◆ **AUFGABE 1**
Suche aus den Datensätzen jede Zeile heraus, die die Zeichenfolge „closed“ enthält, und schreibe sie ab. Groß- und Kleinschreibung ist dabei zu beachten.

◆ **VORLIEGENDER TEXT**
Mirrianne Mahn: Issa

Rowohlt 2024, 304 S., € 24,-

Issa ist verwirrt:  Sie ist schwanger, hin- und hergerissen zwischen Kindsvater („sofort heiraten“), ihrer Mutter („abtreiben“) und eigenen Gefühlen und Plänen. Mehr oder weniger freiwillig lässt sie sich darauf ein, aus der deutschen Großstadt zu ihrer Großmutter und Urgroßmutter nach Kamerun zu fliegen, um dort an traditionellen Ritualen teilzunehmen. Das Haus der Omas, ihre Strenge und Rätselhaftigkeit, ihre Liebe und Klugheit sind ihr aus der Kindheit eng vertraut. Sie kann anfangen zu entspannen, ist sie nicht nur dem Zerren ihrer Engsten entronnen, sondern auch dem deutschen Rassismus. Gleichzeitig eckt sie in der unüberschaubar weit verzweigten afrikanischen Großfamilie mit ihrem „Deutschsein“ an und lässt die Rituale wie etwas Äußerliches über sich ergehen.

◆ **AUFGABE 2**
Zu wem und in welches Land fliegt Issa laut dem vorliegenden Text?

◆ **DATENSÄTZE ZUR AUFGABE**

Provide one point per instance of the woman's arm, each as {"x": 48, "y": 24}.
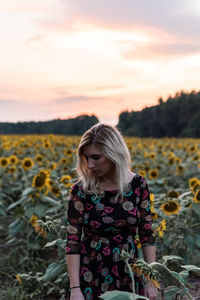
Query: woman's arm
{"x": 149, "y": 253}
{"x": 73, "y": 267}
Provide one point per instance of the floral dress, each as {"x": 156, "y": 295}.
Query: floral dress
{"x": 99, "y": 228}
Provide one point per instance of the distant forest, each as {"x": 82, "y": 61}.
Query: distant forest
{"x": 74, "y": 126}
{"x": 178, "y": 116}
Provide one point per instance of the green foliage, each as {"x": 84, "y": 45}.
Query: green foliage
{"x": 117, "y": 295}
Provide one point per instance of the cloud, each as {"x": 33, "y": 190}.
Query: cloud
{"x": 75, "y": 99}
{"x": 161, "y": 51}
{"x": 170, "y": 16}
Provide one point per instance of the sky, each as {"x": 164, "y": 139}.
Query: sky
{"x": 64, "y": 58}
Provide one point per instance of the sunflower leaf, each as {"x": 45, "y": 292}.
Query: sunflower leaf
{"x": 119, "y": 295}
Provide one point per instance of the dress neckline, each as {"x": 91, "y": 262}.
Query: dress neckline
{"x": 116, "y": 190}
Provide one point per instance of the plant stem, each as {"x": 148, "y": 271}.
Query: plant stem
{"x": 132, "y": 277}
{"x": 169, "y": 272}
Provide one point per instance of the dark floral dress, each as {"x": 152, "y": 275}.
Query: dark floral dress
{"x": 99, "y": 228}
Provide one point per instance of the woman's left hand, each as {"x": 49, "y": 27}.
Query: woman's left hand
{"x": 150, "y": 291}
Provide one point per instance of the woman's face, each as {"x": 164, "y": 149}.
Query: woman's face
{"x": 99, "y": 165}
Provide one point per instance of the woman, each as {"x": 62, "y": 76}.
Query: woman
{"x": 106, "y": 207}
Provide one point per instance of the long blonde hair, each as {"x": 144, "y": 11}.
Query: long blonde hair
{"x": 111, "y": 143}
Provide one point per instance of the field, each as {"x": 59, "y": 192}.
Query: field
{"x": 36, "y": 175}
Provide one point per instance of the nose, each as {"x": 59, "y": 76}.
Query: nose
{"x": 91, "y": 163}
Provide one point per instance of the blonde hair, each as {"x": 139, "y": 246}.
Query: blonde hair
{"x": 111, "y": 143}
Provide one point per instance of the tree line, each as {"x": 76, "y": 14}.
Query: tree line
{"x": 179, "y": 116}
{"x": 73, "y": 126}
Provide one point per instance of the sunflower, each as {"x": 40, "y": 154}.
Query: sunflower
{"x": 154, "y": 215}
{"x": 197, "y": 197}
{"x": 161, "y": 228}
{"x": 53, "y": 166}
{"x": 152, "y": 196}
{"x": 178, "y": 160}
{"x": 152, "y": 155}
{"x": 39, "y": 159}
{"x": 13, "y": 159}
{"x": 179, "y": 169}
{"x": 138, "y": 243}
{"x": 27, "y": 163}
{"x": 140, "y": 267}
{"x": 193, "y": 148}
{"x": 12, "y": 169}
{"x": 18, "y": 279}
{"x": 153, "y": 174}
{"x": 195, "y": 158}
{"x": 193, "y": 181}
{"x": 55, "y": 190}
{"x": 171, "y": 161}
{"x": 40, "y": 180}
{"x": 41, "y": 231}
{"x": 171, "y": 207}
{"x": 33, "y": 220}
{"x": 4, "y": 162}
{"x": 46, "y": 144}
{"x": 65, "y": 179}
{"x": 142, "y": 173}
{"x": 196, "y": 187}
{"x": 173, "y": 194}
{"x": 64, "y": 160}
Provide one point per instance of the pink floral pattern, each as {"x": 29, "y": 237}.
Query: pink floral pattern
{"x": 101, "y": 230}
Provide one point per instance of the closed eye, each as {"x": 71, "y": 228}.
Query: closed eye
{"x": 96, "y": 157}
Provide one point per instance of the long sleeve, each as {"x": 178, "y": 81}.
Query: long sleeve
{"x": 75, "y": 214}
{"x": 145, "y": 230}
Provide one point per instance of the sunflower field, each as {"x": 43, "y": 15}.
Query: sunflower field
{"x": 36, "y": 176}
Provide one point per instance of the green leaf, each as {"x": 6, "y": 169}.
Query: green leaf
{"x": 118, "y": 295}
{"x": 166, "y": 258}
{"x": 53, "y": 271}
{"x": 40, "y": 210}
{"x": 58, "y": 242}
{"x": 191, "y": 268}
{"x": 170, "y": 291}
{"x": 27, "y": 191}
{"x": 2, "y": 212}
{"x": 15, "y": 227}
{"x": 48, "y": 200}
{"x": 15, "y": 204}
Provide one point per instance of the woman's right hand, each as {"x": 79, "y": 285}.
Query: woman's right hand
{"x": 76, "y": 294}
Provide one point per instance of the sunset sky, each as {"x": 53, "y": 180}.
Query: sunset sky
{"x": 63, "y": 58}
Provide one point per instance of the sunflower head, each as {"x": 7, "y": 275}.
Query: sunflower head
{"x": 153, "y": 174}
{"x": 141, "y": 267}
{"x": 193, "y": 181}
{"x": 142, "y": 173}
{"x": 33, "y": 220}
{"x": 4, "y": 162}
{"x": 13, "y": 159}
{"x": 196, "y": 187}
{"x": 55, "y": 190}
{"x": 171, "y": 207}
{"x": 154, "y": 215}
{"x": 197, "y": 197}
{"x": 40, "y": 180}
{"x": 27, "y": 163}
{"x": 18, "y": 279}
{"x": 152, "y": 155}
{"x": 173, "y": 194}
{"x": 161, "y": 228}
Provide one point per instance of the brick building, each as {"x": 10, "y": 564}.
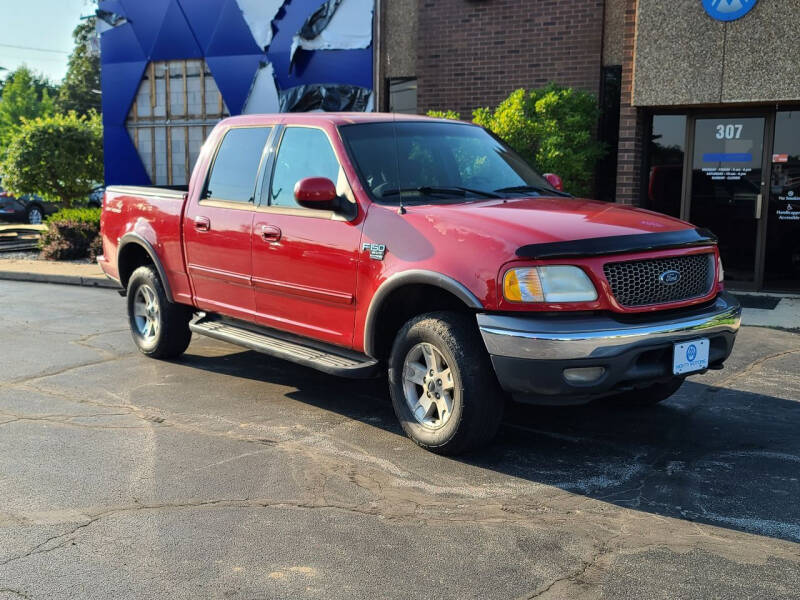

◆ **RICHTIGE AUSGABE 1**
Provide one point per instance of the closed eye, each as {"x": 71, "y": 228}.
Query: closed eye

◆ **RICHTIGE AUSGABE 2**
Zu ihrer Großmutter und Urgroßmutter nach Kamerun.